Prompt:
Every line from the one holding "Practice step: label each instance of the beetle tarsus" through the final line of the entries is to be reproduced exactly, and no other line.

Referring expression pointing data
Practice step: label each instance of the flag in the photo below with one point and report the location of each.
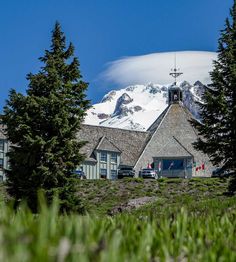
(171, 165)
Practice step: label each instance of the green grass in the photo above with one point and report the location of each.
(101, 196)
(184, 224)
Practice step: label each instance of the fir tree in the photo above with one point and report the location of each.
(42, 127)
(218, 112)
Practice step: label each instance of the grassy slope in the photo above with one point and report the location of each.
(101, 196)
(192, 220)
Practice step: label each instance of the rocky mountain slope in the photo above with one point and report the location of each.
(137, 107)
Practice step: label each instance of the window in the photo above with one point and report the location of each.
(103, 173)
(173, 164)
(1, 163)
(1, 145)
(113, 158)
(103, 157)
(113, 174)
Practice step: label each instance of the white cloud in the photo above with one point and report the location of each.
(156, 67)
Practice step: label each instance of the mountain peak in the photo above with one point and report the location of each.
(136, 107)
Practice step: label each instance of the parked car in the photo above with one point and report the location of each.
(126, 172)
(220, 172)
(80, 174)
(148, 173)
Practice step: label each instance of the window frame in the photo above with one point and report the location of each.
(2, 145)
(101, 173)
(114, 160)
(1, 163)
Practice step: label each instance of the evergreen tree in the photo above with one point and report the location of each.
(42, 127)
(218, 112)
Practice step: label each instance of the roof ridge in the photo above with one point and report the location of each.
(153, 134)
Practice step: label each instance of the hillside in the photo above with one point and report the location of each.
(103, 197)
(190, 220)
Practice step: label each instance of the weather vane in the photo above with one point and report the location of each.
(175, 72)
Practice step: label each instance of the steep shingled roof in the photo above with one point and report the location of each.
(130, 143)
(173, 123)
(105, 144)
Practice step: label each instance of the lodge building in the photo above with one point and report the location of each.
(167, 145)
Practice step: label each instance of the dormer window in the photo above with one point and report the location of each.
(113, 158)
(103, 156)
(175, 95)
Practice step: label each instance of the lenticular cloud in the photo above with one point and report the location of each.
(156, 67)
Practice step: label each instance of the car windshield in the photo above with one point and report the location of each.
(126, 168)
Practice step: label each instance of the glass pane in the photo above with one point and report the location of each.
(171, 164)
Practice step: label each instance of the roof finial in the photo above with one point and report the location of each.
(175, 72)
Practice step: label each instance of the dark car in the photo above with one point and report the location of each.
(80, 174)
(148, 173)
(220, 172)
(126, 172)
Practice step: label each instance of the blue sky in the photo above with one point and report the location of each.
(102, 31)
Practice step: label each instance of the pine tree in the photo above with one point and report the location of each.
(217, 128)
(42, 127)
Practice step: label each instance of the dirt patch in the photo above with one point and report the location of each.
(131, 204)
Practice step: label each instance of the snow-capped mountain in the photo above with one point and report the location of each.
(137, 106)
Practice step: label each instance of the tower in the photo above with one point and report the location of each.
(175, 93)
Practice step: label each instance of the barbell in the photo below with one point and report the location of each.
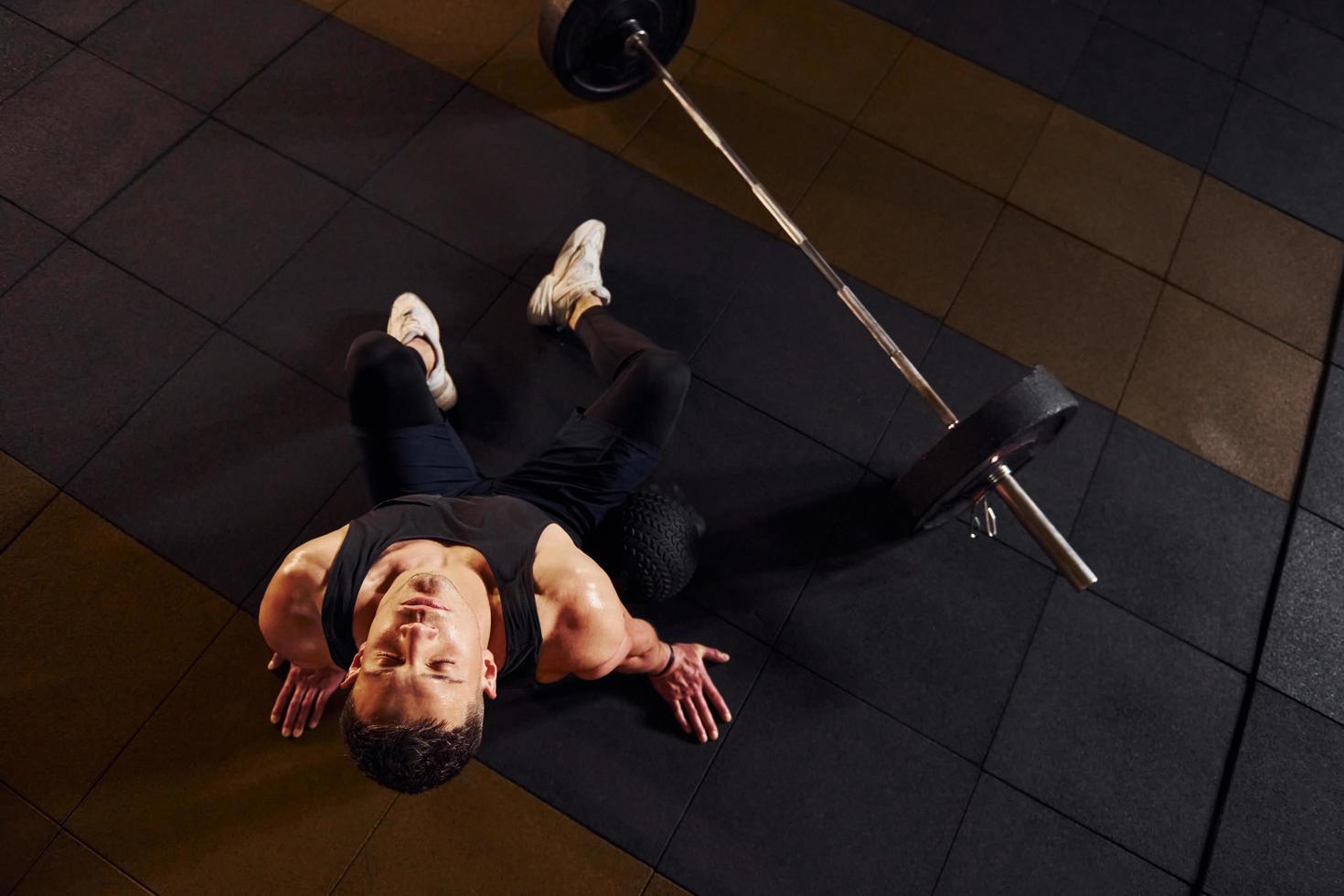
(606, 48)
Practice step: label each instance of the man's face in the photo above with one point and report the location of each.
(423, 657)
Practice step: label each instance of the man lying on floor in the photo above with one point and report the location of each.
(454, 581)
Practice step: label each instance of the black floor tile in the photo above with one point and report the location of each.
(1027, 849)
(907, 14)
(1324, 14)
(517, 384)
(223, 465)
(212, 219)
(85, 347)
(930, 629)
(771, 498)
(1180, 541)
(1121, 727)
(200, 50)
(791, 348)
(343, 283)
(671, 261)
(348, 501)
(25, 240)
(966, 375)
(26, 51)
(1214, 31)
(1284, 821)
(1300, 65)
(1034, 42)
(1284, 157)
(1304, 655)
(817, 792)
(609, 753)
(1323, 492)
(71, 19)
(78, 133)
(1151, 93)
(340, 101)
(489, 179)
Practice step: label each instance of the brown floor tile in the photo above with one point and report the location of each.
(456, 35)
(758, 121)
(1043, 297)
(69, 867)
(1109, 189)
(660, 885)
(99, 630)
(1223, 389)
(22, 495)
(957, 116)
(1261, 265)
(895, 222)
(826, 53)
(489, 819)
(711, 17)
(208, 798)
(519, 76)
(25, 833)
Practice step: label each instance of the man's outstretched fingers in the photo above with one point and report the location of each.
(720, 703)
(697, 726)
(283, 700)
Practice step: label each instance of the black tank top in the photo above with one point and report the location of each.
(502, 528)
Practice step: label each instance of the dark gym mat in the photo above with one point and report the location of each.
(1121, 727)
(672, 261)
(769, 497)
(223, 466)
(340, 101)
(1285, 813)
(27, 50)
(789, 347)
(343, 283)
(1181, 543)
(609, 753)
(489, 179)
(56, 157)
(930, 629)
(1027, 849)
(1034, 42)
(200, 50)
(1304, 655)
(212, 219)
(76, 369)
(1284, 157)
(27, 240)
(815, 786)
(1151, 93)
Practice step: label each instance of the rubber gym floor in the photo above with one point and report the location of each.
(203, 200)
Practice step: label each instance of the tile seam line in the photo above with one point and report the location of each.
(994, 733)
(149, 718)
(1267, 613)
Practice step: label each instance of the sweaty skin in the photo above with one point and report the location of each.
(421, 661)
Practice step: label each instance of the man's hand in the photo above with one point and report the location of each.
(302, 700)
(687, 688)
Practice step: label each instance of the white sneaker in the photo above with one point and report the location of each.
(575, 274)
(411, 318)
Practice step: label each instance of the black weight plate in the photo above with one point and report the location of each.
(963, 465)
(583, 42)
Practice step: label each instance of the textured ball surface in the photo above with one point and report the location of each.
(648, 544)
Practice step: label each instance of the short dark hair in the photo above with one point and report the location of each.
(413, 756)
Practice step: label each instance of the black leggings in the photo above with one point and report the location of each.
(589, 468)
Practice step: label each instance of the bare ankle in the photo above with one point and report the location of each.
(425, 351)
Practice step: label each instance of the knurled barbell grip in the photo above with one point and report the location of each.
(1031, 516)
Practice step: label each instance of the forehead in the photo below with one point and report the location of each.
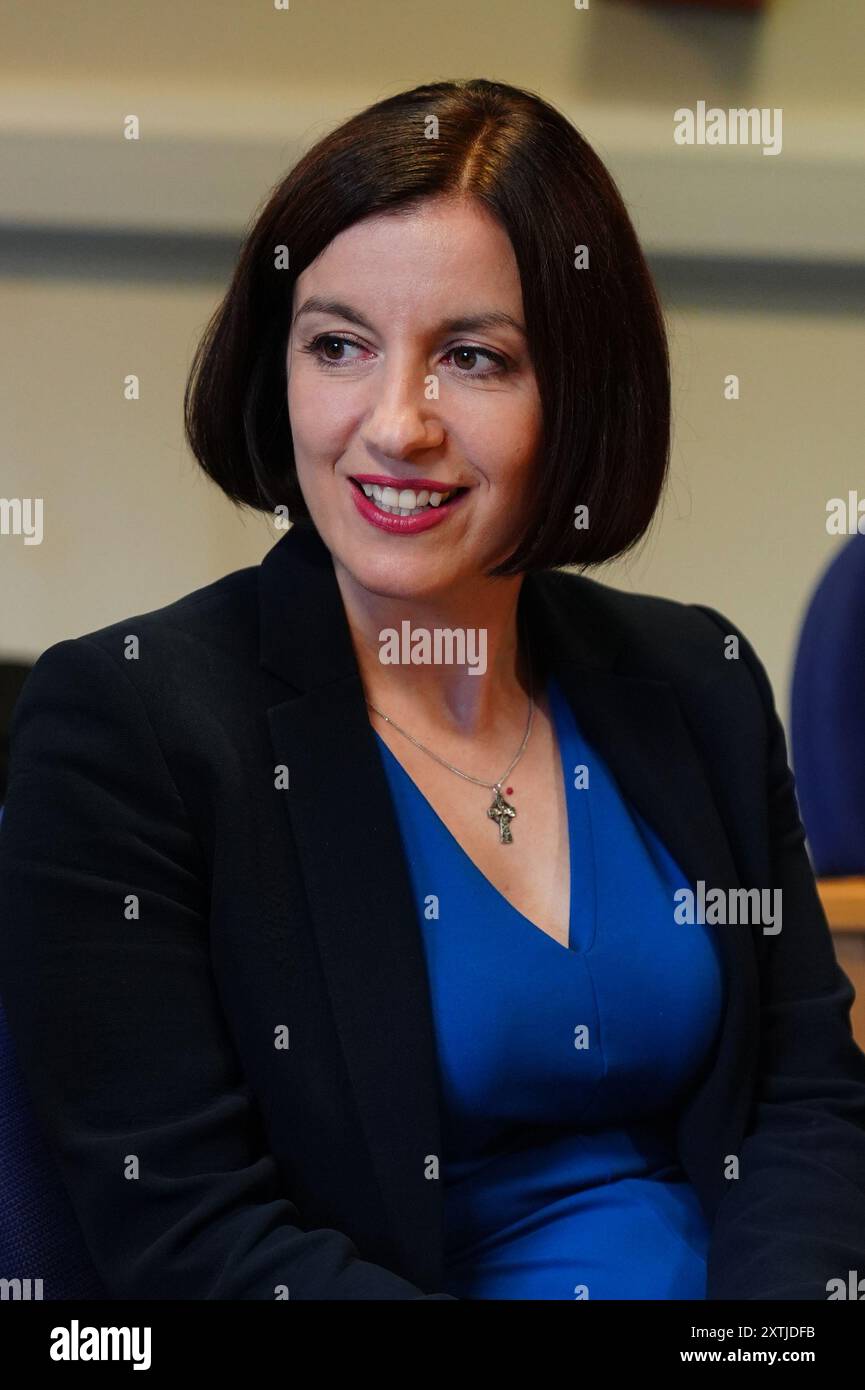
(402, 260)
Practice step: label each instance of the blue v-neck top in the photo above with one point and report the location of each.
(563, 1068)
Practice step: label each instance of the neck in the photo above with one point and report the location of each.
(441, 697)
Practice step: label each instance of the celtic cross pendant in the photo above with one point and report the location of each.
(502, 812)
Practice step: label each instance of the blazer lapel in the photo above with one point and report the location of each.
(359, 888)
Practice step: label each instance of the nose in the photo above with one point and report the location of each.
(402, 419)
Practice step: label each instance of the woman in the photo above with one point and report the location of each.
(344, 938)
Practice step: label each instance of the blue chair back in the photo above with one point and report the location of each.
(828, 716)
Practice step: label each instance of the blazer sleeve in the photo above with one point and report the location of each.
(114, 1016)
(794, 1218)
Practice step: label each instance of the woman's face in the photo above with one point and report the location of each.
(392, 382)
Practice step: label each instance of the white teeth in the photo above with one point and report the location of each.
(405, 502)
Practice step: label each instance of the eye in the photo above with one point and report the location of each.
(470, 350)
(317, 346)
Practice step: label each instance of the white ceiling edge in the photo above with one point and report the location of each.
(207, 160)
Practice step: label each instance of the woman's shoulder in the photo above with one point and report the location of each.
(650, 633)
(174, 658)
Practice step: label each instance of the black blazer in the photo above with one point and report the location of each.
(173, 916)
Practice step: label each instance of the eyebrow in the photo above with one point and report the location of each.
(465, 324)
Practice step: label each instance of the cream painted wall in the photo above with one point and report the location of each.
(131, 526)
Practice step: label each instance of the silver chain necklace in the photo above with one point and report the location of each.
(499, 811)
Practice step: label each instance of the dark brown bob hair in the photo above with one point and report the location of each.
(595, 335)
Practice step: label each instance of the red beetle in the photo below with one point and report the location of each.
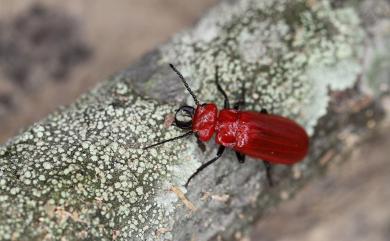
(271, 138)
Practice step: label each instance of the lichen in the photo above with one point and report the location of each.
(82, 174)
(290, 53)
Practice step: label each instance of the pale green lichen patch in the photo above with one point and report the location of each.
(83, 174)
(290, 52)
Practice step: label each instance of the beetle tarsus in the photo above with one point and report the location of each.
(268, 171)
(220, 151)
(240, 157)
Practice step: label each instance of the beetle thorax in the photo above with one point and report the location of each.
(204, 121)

Solution to this task:
Practice step: label each instance of the beetle tarsus in the photo above with one point and report the location of each.
(268, 171)
(220, 151)
(240, 157)
Practice step: label each instance of the beetle thorax in the photo above with one point and report the location of each.
(204, 121)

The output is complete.